| Task material |
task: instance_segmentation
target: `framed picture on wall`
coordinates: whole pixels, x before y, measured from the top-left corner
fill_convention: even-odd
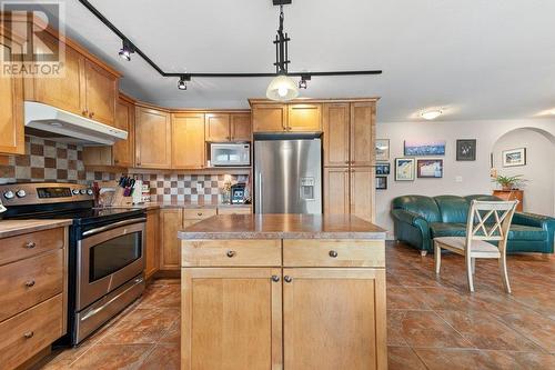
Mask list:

| Work instructions |
Rewrite the lines above with "framed painting" in place of "framed picture", keeping everything else unchanged. Leave the pictures out of your answer.

| Task output |
task: instance_segmentation
target: `framed painting on wall`
coordinates: whole pixels, x before y, measured from the top-left corner
fill_convention: even-odd
Mask list:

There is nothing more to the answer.